Required task>
Rewrite everything below from the line containing "Pinpoint each red" down to the line containing "[98, 142, 110, 209]", both included, shifting each bounding-box coordinate in the answers by -35. Keep the requests and their sample coordinates unchanged.

─── Records provided

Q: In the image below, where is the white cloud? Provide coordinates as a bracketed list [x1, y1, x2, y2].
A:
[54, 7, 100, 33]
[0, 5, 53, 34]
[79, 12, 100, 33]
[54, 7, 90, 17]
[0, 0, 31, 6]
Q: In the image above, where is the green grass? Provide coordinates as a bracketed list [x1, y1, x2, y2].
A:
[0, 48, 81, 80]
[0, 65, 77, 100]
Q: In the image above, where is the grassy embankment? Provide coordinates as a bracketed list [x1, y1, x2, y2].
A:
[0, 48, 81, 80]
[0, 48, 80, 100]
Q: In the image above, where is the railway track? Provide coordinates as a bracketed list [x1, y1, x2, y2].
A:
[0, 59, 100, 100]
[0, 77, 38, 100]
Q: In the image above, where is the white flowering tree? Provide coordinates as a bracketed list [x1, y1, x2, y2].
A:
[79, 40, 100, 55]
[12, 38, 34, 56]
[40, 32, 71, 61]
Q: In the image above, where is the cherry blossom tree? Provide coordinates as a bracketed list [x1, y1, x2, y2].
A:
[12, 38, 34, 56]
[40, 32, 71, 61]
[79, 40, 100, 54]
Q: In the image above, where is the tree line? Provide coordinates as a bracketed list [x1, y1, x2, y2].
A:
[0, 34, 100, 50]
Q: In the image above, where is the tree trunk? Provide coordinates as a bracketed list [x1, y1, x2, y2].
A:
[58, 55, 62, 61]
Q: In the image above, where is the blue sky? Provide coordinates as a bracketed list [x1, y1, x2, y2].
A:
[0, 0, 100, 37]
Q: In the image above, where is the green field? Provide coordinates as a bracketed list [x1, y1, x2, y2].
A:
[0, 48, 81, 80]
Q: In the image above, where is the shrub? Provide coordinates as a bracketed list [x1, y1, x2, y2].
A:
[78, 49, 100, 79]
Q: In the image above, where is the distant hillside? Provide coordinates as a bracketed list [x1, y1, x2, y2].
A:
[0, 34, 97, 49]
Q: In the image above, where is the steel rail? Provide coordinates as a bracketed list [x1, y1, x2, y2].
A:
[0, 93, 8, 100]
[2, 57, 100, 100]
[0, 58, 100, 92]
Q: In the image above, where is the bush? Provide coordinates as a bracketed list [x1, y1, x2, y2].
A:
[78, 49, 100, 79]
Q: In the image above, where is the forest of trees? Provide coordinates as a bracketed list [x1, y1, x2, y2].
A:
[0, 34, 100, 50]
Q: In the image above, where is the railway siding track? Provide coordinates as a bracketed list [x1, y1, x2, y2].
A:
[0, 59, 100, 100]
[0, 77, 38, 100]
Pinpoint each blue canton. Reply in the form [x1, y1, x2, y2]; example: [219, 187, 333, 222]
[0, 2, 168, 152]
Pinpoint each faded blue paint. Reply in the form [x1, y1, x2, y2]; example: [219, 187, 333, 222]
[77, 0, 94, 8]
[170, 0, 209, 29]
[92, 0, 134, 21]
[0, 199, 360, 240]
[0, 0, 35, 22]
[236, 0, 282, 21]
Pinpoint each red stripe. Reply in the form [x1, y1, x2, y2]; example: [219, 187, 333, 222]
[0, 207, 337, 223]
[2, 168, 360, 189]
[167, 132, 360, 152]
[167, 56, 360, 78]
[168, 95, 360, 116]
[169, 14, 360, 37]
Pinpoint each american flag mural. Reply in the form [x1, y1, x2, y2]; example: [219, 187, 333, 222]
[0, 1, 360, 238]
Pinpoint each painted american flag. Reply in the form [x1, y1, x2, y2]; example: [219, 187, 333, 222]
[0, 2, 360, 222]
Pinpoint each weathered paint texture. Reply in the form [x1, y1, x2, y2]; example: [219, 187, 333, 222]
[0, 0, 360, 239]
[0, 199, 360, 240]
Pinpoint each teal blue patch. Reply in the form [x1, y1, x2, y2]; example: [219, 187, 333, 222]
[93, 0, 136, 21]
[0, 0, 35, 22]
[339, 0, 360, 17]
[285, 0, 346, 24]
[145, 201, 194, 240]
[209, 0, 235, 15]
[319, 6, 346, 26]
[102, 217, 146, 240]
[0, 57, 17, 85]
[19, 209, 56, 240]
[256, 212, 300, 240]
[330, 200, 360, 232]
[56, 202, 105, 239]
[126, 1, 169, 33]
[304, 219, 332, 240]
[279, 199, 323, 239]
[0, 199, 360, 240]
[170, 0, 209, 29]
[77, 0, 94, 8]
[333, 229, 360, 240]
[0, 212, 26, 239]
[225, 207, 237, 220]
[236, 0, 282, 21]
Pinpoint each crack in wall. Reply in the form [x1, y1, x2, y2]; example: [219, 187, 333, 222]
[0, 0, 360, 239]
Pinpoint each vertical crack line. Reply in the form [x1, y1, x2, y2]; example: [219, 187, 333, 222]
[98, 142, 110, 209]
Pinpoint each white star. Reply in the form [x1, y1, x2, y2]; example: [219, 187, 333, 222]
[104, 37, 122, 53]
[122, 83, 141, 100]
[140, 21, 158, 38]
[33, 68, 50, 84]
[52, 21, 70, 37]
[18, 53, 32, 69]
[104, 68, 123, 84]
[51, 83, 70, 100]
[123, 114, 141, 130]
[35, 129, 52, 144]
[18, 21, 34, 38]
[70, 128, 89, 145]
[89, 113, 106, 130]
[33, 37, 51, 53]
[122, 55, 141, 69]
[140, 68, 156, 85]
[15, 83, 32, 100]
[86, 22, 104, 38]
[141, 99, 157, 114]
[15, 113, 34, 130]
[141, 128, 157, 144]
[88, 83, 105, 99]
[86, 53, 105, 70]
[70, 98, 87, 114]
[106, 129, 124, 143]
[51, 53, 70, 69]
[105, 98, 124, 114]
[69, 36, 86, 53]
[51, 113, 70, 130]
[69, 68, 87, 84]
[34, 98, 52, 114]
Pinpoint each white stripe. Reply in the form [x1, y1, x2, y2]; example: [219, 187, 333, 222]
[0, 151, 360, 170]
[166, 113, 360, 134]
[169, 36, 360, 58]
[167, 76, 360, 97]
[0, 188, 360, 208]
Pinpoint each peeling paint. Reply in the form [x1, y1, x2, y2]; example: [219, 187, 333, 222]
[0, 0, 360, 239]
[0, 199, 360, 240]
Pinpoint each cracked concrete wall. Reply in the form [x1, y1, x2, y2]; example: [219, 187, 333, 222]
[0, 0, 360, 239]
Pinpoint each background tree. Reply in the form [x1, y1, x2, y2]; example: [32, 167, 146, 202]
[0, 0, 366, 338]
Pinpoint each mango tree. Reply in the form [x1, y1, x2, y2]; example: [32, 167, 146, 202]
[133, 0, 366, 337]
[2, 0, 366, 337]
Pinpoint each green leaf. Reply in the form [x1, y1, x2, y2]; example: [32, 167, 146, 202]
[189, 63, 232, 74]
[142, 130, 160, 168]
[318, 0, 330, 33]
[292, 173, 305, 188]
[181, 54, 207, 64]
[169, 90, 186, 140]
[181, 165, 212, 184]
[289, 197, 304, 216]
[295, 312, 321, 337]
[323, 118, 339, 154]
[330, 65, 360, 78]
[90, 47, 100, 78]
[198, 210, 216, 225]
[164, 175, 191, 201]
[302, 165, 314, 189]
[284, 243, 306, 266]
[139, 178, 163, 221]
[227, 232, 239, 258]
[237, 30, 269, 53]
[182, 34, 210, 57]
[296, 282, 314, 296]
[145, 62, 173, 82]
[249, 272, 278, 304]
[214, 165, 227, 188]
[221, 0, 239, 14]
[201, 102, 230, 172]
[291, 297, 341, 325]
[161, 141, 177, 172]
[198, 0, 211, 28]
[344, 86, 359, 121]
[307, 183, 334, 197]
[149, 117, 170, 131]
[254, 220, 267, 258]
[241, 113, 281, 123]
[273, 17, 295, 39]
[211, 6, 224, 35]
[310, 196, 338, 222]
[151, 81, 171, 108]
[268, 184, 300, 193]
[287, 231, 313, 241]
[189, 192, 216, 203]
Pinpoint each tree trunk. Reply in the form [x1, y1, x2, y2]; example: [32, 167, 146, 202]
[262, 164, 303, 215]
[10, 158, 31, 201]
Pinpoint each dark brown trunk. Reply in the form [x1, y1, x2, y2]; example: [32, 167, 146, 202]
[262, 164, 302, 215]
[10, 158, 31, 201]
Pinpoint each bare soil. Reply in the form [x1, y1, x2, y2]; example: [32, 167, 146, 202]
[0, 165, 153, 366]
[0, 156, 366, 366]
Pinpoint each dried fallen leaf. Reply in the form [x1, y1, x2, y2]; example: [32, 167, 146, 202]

──────

Complete response>
Pinpoint each red stripe. Reply in the form [x1, y1, x2, y2]; example: [219, 187, 333, 222]
[-35, 172, 302, 188]
[-33, 133, 325, 154]
[132, 97, 325, 117]
[132, 21, 325, 43]
[133, 60, 325, 81]
[134, -21, 325, 2]
Pinpoint each american flag mural. Reply in the form [x1, y1, x2, y2]; example: [219, 187, 333, 222]
[-35, -34, 325, 203]
Pinpoint each painted american flag. Reply in the form [x1, y1, x2, y2]; example: [219, 187, 333, 222]
[-35, -33, 325, 187]
Pinpoint each weathered paint texture. Reply in the form [x1, y1, x2, y2]; example: [219, 187, 333, 222]
[-35, -35, 325, 204]
[-35, 164, 325, 205]
Pinpoint each teal blue patch. Reply in the form [x1, y1, x2, y2]; example: [219, 187, 333, 222]
[58, -35, 101, -14]
[-35, -35, 0, -13]
[304, -35, 325, -18]
[250, -35, 311, -11]
[110, 166, 159, 205]
[174, -35, 200, -20]
[284, -29, 311, -9]
[67, 182, 111, 205]
[-35, 22, -18, 50]
[-16, 174, 21, 205]
[221, 177, 265, 205]
[295, 165, 325, 197]
[21, 167, 70, 204]
[91, -34, 134, -2]
[269, 184, 297, 205]
[244, 164, 288, 204]
[-35, 164, 325, 205]
[135, -35, 174, -6]
[42, -35, 59, -27]
[298, 194, 325, 205]
[-35, 177, -9, 204]
[190, 172, 202, 185]
[201, -35, 247, -14]
Pinpoint each crack in wall. Reply in the form [x1, y1, x2, y2]; example: [219, 187, 333, 222]
[-35, -35, 325, 204]
Pinpoint each vertical crack line. Reply in the form [x1, y1, x2, y2]; example: [219, 187, 333, 222]
[63, 107, 75, 174]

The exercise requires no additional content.